===== Passage given

Node's FQDN-Resolution is sometimes invalid
- Do we use the same DNS Server as the policy server?
- Do we use the same IP to reach the policy server as the default gateway's IP's FQDN? (issue present on multi-homed servers)
- Does the external DNS also know me by the name I think I have? (SUSE's openstack assigns some bogus hostnames like external.server.fqdn)
I would suggest to enable a "hook"-binary, that if it exists, it is executed to resolve the FQDN of the node being run on, since the sysadmin might have a better knowledge on how the nodes are named. Or it should at least be customizable via a local variable, but the binary-approach would actually allow you to use a custom logic to reilable resolve how the node is called, even if it is renamed.
#3 Updated by François ARMAND over 2 years ago
This is actually the best idea we had on the subject, thanks Janos !
And it could be rather easy, because it "just" need a hook in FusionInventory/Agent/Task/Inventory/Generic.pm to call script (path defined by convention) if present, and use its result if success. It would also helps to support special hardware: call the script that only handle the cases it knows how to handle.
There is a question remaining about the distribution of that script. Of course, it could be defined by Rudder once the node is accepted, but the use case is mostly to make a valid inventory, so to make things correct on the first inventory.
#4 Updated by Janos Mattyasovszky over 2 years ago
It's a chicken-egg problem, this will be something that the sysadmin has to install during the rudder agents install. This issue way is have also suggested a separate variable (maybe content of a rudder specific new config file, which will then be overruled by a hook binary if it exists).
So as of the suggestion I had was:
- if a hook binary exists, execute it, if it succeeded, take the output as the fqdn for the inventory.
- if a rudder specific configuration file exists, take the first line as the fqdn
- last: fall back to the method used up until now.
This would provide a nice way to influence the behavior by either setting it hard to a specific value (like for initial rollout/installation), then later remove the file, and place an executable there by a rudder rule.
#6 Updated by François ARMAND over 2 years ago
We were reaching the same conclusion. In fact, this is somehow linked with the bigger picture of letting the user add / change arbitrary information on inventory if he wants so, see #4670. But the hostname is perhaps a bit peculiar, since it is also used (for now) for node identification and authentication for promise distribution.
So, your 3 steps process seems good.
One question, thought. Is it more or less convenient, or just an an other (fourth) option, to look for an environment variable (for. ex RUDDER_FQDN)?

==========
===== Record excerpts

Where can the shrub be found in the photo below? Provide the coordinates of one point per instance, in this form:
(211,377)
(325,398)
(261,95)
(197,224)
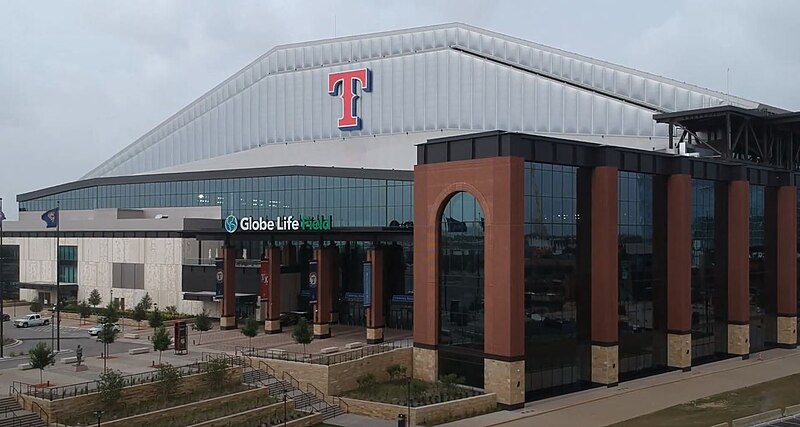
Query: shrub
(396,372)
(366,380)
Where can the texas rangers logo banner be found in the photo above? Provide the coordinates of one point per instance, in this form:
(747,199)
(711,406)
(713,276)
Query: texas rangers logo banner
(344,84)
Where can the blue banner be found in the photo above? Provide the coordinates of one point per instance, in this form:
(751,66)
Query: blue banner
(367,280)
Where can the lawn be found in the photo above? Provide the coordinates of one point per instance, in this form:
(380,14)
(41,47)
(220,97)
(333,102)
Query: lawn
(725,406)
(422,393)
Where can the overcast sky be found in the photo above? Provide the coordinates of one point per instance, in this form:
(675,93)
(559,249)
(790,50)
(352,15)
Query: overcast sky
(81,80)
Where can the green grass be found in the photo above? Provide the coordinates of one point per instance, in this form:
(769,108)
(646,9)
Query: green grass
(725,407)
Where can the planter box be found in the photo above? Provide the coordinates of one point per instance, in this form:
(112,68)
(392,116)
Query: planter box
(429,414)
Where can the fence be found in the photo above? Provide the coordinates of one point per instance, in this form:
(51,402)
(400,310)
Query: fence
(322,359)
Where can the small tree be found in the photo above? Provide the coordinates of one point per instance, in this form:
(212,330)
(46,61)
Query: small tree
(95,299)
(168,378)
(161,339)
(84,311)
(156,319)
(139,314)
(250,329)
(36,305)
(146,301)
(302,333)
(110,387)
(202,323)
(42,356)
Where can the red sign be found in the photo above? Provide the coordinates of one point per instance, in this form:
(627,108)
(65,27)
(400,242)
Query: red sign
(264,283)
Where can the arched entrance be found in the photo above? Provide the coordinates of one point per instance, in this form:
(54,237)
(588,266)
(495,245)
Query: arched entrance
(461,289)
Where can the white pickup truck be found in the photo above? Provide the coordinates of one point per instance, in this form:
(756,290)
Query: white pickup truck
(31,320)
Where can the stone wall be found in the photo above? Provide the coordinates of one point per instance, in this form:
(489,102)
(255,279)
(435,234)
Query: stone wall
(429,414)
(73,406)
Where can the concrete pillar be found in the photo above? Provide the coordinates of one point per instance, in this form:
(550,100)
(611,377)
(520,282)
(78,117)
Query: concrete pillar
(228,316)
(600,186)
(322,309)
(673,212)
(733,244)
(376,320)
(272,319)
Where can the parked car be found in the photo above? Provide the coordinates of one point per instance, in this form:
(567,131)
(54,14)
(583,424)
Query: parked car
(31,320)
(95,330)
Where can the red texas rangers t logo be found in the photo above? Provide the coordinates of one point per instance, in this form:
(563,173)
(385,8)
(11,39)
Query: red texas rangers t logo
(344,84)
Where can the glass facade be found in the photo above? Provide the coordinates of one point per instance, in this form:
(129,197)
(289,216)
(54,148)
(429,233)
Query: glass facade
(352,202)
(708,326)
(461,279)
(556,359)
(642,340)
(758,327)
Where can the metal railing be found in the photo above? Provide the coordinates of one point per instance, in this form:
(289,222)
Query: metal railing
(77,389)
(321,359)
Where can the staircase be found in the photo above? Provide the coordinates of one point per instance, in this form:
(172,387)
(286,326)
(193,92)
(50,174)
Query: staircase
(12,415)
(310,400)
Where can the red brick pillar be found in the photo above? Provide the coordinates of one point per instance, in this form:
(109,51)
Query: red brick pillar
(228,316)
(375,316)
(600,186)
(322,309)
(733,245)
(272,320)
(678,270)
(781,226)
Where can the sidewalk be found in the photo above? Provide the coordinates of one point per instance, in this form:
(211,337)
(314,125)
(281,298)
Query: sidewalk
(605,406)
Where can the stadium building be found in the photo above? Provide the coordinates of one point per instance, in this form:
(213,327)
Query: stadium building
(543,221)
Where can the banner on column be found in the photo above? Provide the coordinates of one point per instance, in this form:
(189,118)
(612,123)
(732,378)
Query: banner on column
(264,284)
(220,275)
(367,269)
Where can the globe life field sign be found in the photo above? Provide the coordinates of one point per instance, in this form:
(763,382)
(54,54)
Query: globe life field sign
(280,223)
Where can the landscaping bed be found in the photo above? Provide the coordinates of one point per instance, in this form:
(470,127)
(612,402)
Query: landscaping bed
(422,393)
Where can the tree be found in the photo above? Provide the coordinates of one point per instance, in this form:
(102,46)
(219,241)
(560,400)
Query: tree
(110,387)
(139,314)
(146,301)
(202,323)
(156,319)
(95,299)
(112,313)
(302,333)
(161,339)
(84,310)
(36,305)
(41,357)
(250,329)
(168,378)
(107,336)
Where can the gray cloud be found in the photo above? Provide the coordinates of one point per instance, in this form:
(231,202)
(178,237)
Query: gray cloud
(81,80)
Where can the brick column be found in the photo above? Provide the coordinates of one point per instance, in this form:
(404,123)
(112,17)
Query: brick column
(600,186)
(782,258)
(673,234)
(227,318)
(272,322)
(733,245)
(322,309)
(375,315)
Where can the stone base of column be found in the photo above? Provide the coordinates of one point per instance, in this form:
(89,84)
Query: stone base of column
(679,350)
(227,323)
(605,361)
(426,364)
(787,331)
(738,339)
(374,335)
(272,326)
(322,331)
(507,380)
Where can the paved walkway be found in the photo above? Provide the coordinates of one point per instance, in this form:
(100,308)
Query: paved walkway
(605,406)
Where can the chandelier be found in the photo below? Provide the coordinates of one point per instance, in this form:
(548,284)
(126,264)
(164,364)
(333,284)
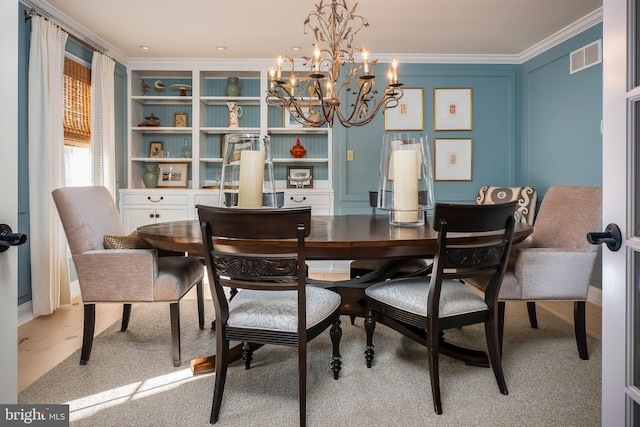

==========

Written request A
Please list, in order, the steps of the FQDN lookup that Janos proposes in the thread on node FQDN resolution.
Written request B
Write the next part of the thread on node FQDN resolution, starting after its final sentence.
The listing above was taken from a separate source.

Expected answer A
1. If a hook binary exists, execute it, and if it succeeds, take its output as the FQDN for the inventory.
2. If a Rudder-specific configuration file exists, take its first line as the FQDN.
3. Otherwise, fall back to the method used up until now.

Expected answer B
#8 Updated by Florian Heigl over 2 years ago
imo most of these cases are going back to
they try to have it fixed in libnet
- libnet has a lot of open bugs to that end and is not fully maintained
- libnet is doing the right thing in it's own sense - the dns lookup doesn't work and that's what it's return is based on
- fusion does use that mangled non-return and PROCESSES it, ending up with the empty hostname
- fusion should not(!) use external dns to strip-check the OS hostname
- if can do that in addition but the primary source for a system's hostname is the system's hostname!
- round one: look at hostname
- round two: then look at hostname --fqdn
- round two: then look at the remote-looked up fqdn minus domain (the more fragile bit)
accept the longest result that has any overlap with one from round two.
If there is no overlap, fall back to only using the hostname.
That would also be the right place for the trigger, to subvert THIS behaviour.
But there has to be a defined default behavior to come up with a filled entry for <HOSTNAME>
#9 Updated by François ARMAND over 2 years ago
Some more information from discussion on #irc channel:
- in all cases, we must have a post-check validation on the agent before sending the inventory to at least ensure that a valid hosname/fqdn entry is filled. Without that check, the inventory will be correctly sent, so the node will NOT issue a new inventory before 24h, BUT we are sur that the inventory WON'T be accepted by the server. On the other hand, if the node see an error with regards to the sending of the inventory, it will retry in the next run, and on the next, until the post-check is valid. That allows to wait for a DNS config to propagate, for example.
- there is nonetheless other bug in fusion, which could be better addressed than they are now (see previous comment).
#20 Updated by François ARMAND about 2 years ago
So, to recap:
We want to let the user specify a value for RUDDER/HOSTNAME (which is actually a FQDN...). The value to put is looked in order, stoping at the first success:
- in RUDDER_FQDN environment variable if exists, and is not empty
- if the command TODO_SPECIFY_PATH_CONVENTION_FOR_FQDN_COMMAND exists, is executable, return correctly (no error code), and return a non-empty string
- if the file TODO_SPECIFY_PATH_CONVENTION_FOR_FQDN_CONFIG_FILE exists, is readable, is non empty, take the first valid line (question: do we want to allow command ? Key/value ? or just a file with only the FQDN on first line ?)
- else, fall back to current method.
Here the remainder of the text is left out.